(Dataset entries)
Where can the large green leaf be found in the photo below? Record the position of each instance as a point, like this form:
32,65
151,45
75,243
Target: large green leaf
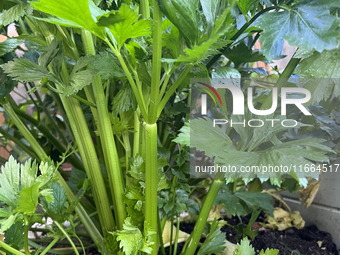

### [Assigned task]
Give every record back exactly as it reads, with no images.

### [Answer for the task]
Where can the large green leaf be found in the photo below? Record the position of each instance as a point, like this form:
32,65
151,45
75,243
Target: large green leaf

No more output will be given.